* **Supplied entries**:
#####

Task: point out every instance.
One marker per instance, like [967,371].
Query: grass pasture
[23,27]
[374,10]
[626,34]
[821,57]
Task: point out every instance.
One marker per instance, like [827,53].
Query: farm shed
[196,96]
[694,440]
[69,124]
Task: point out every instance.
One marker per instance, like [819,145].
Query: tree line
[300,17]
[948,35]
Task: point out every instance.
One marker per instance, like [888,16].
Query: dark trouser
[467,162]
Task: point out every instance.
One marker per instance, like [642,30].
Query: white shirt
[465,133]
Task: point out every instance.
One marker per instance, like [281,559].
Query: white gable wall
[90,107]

#####

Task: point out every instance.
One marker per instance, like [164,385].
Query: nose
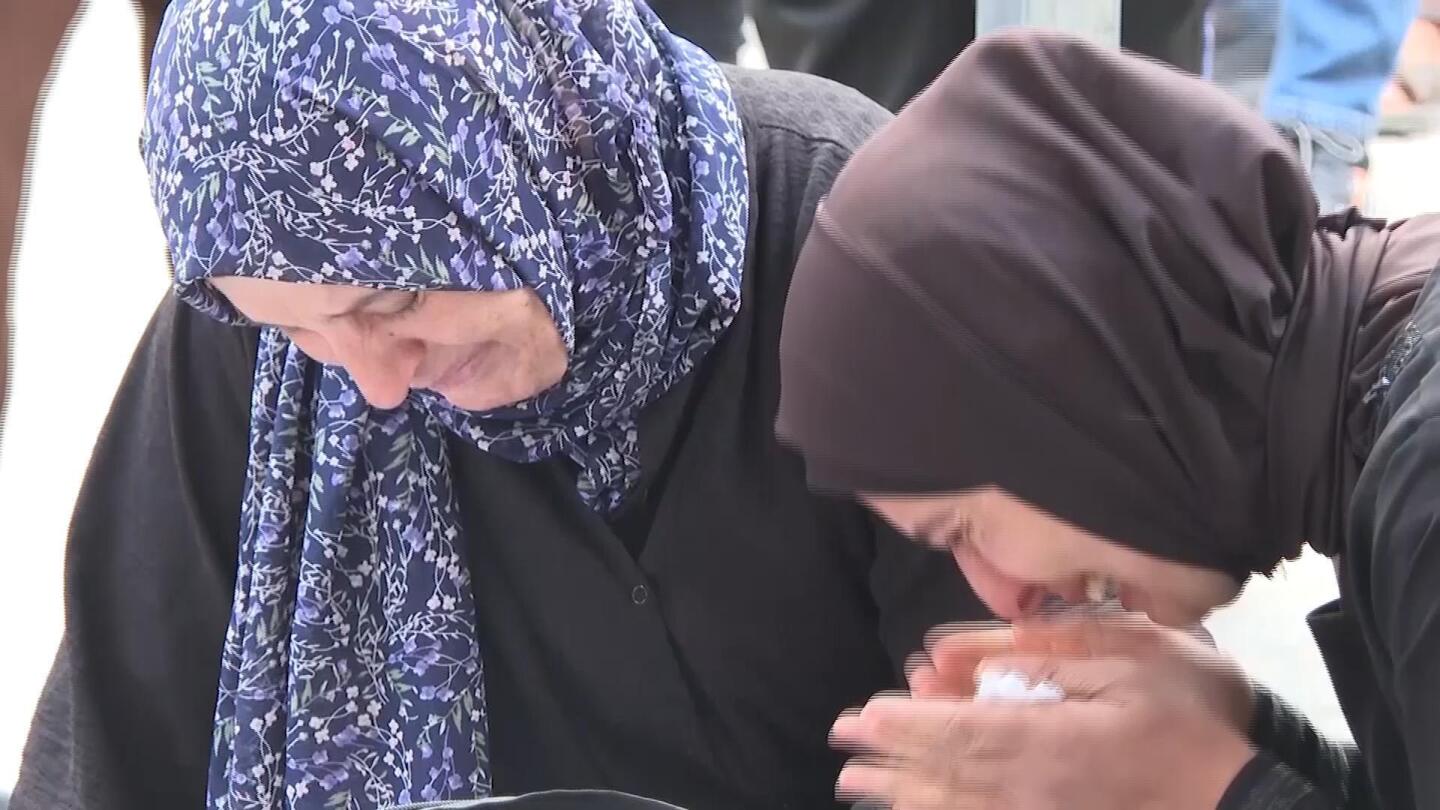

#####

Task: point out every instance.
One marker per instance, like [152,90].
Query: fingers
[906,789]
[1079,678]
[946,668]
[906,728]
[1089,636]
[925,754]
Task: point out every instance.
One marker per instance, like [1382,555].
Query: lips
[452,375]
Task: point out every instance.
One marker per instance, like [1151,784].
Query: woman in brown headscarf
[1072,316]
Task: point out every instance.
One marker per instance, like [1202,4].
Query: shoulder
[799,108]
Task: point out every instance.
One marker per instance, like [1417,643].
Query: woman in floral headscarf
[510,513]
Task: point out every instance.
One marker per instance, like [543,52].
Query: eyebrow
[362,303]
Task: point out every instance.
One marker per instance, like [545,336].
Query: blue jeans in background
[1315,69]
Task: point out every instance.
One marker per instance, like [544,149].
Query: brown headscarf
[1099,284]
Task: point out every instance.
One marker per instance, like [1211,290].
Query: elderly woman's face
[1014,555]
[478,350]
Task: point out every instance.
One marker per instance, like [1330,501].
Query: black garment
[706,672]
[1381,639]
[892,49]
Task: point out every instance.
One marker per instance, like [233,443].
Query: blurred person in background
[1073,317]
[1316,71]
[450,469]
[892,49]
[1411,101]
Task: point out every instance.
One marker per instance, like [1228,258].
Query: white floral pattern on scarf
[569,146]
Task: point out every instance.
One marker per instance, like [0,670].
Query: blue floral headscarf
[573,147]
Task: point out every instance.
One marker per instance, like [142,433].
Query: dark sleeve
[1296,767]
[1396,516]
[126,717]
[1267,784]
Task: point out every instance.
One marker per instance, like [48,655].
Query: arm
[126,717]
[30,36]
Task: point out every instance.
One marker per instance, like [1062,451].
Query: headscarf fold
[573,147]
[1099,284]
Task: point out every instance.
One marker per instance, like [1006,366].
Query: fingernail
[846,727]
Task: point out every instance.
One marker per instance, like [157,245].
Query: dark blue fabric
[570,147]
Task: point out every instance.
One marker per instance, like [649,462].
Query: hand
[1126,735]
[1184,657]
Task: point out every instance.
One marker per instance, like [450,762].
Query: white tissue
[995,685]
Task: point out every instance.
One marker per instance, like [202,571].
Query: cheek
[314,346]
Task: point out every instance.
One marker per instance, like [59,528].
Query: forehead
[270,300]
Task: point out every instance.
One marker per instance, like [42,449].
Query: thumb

#####

* **To do**: Locate every line in the material above that contains the word "brown" and copy each of those lines.

* **Response to the exercise**:
Query: woman in brown headscarf
Query: brown headscarf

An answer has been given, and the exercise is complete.